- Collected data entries
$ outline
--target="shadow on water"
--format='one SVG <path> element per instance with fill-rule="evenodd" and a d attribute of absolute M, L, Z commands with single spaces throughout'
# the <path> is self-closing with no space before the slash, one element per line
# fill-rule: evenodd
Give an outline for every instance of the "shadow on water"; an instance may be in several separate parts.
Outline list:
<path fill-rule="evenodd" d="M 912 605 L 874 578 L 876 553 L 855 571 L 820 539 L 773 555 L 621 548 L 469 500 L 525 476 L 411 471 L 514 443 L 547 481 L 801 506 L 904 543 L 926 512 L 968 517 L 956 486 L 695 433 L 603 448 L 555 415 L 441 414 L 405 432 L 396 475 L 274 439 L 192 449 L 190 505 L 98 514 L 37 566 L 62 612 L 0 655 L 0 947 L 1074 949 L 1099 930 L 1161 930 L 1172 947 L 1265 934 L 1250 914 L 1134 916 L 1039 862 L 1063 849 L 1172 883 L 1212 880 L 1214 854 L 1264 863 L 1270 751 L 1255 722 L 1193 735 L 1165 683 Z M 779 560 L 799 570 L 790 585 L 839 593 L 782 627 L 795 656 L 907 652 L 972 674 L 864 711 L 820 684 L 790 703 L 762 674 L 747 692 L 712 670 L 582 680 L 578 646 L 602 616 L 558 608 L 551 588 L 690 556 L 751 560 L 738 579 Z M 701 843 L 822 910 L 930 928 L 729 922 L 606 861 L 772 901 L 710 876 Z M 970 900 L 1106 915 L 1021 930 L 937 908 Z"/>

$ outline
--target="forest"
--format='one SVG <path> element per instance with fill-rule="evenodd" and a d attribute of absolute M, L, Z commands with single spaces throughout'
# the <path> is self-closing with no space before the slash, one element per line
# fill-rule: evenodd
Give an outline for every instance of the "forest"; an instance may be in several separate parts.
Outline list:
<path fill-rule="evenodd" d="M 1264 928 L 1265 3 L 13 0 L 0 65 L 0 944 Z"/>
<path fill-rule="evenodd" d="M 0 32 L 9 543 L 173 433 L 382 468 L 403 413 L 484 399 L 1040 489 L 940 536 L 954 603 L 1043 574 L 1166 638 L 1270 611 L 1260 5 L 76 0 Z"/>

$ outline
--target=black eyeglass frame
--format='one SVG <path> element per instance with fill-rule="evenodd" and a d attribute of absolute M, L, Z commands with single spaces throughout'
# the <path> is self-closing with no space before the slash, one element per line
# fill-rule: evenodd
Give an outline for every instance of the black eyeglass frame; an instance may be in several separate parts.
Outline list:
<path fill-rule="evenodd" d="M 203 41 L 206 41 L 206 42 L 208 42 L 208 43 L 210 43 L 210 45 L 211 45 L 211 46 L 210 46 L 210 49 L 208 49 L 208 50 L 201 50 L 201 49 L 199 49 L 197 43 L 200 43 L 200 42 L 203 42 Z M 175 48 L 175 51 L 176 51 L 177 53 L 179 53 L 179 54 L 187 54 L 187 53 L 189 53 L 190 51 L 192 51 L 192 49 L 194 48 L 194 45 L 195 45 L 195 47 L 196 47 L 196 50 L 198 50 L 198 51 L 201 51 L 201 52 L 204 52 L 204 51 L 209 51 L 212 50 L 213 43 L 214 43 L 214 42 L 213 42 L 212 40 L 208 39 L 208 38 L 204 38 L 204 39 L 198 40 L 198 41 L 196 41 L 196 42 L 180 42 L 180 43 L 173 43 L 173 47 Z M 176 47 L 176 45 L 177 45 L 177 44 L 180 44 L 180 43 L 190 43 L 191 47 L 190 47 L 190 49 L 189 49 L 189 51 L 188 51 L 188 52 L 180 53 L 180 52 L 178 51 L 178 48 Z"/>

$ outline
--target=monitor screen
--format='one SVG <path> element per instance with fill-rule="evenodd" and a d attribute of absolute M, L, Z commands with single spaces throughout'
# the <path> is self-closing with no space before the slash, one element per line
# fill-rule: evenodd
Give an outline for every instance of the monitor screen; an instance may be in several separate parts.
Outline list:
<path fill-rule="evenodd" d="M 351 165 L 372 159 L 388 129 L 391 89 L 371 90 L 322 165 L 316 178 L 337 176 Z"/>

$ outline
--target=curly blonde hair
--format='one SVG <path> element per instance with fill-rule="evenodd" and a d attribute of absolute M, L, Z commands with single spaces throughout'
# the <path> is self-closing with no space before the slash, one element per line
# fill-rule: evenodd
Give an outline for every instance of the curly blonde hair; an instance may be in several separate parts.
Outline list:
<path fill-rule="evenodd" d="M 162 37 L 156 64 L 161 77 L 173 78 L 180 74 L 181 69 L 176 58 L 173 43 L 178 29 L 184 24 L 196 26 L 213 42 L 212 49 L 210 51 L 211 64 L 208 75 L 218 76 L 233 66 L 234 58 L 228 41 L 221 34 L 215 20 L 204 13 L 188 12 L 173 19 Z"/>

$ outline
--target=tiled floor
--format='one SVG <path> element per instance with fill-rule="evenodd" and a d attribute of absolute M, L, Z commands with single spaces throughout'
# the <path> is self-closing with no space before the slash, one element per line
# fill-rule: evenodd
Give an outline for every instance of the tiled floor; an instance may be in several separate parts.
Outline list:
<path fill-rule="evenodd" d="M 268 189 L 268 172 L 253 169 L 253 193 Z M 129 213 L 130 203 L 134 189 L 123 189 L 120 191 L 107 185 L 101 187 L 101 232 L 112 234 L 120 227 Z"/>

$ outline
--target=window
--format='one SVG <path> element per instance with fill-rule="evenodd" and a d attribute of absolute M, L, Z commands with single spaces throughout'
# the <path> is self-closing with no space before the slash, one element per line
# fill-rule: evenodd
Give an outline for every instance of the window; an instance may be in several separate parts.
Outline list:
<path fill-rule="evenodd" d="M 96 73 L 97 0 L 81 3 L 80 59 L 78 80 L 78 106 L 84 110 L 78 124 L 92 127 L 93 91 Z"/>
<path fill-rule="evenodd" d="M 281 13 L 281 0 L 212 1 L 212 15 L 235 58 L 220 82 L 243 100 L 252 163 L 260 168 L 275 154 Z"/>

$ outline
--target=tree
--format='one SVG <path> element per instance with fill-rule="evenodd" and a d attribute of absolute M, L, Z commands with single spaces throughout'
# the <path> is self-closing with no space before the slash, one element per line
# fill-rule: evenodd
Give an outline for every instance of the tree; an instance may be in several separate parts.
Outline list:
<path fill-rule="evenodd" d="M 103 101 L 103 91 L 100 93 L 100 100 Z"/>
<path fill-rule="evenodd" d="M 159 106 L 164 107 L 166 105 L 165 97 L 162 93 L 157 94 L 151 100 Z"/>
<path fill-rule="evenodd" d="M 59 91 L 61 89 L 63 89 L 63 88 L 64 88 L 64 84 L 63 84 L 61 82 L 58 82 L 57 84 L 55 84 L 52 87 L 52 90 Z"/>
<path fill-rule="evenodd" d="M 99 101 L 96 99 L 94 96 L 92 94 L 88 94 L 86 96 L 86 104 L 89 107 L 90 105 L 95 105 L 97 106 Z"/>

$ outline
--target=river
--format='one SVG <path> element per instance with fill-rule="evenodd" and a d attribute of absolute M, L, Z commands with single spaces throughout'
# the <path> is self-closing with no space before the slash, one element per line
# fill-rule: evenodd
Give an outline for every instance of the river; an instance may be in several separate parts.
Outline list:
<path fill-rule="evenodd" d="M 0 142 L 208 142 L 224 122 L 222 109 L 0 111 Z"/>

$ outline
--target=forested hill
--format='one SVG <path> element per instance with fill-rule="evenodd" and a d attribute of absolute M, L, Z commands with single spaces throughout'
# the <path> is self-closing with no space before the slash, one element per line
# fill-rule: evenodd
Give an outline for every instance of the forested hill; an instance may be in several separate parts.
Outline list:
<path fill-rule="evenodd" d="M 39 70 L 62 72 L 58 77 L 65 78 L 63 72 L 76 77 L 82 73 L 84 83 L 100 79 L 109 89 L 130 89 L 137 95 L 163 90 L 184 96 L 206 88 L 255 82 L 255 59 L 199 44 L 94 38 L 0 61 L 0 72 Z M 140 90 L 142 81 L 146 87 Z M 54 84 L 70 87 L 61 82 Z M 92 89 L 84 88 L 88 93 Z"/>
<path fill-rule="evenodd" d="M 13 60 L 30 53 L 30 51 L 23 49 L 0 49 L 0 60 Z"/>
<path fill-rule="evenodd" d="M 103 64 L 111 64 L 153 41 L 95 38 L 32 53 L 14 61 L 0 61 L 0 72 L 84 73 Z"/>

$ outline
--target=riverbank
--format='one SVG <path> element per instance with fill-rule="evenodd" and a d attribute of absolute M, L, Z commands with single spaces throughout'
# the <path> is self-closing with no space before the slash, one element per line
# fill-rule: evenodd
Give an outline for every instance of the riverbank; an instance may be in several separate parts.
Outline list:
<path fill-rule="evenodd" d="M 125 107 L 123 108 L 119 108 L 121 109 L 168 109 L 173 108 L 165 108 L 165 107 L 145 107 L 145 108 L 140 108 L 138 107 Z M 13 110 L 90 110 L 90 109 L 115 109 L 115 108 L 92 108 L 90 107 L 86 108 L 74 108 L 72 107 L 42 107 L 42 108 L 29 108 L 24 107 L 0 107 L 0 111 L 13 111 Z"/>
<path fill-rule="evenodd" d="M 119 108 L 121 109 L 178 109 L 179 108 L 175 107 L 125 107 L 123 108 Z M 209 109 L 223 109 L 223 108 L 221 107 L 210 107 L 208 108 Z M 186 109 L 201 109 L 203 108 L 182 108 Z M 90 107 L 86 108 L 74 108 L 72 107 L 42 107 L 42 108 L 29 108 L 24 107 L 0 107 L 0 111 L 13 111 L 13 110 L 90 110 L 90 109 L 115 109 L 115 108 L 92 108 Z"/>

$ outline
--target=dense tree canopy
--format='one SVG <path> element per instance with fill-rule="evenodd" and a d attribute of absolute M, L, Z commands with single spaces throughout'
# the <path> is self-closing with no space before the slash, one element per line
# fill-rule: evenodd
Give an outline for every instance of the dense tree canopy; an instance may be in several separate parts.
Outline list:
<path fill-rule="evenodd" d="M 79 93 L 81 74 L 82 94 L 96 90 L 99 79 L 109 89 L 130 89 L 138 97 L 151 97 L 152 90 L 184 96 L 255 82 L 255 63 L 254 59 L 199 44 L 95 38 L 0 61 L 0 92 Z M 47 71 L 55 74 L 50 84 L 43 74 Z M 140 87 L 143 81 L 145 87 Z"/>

- Task requirements
Select every line of the items above that contains the string "canopy", matching case exactly, and copy each of those lines.

- Final result
--target=dense tree canopy
Give an outline for every instance of the dense tree canopy; an instance may be in several separate parts.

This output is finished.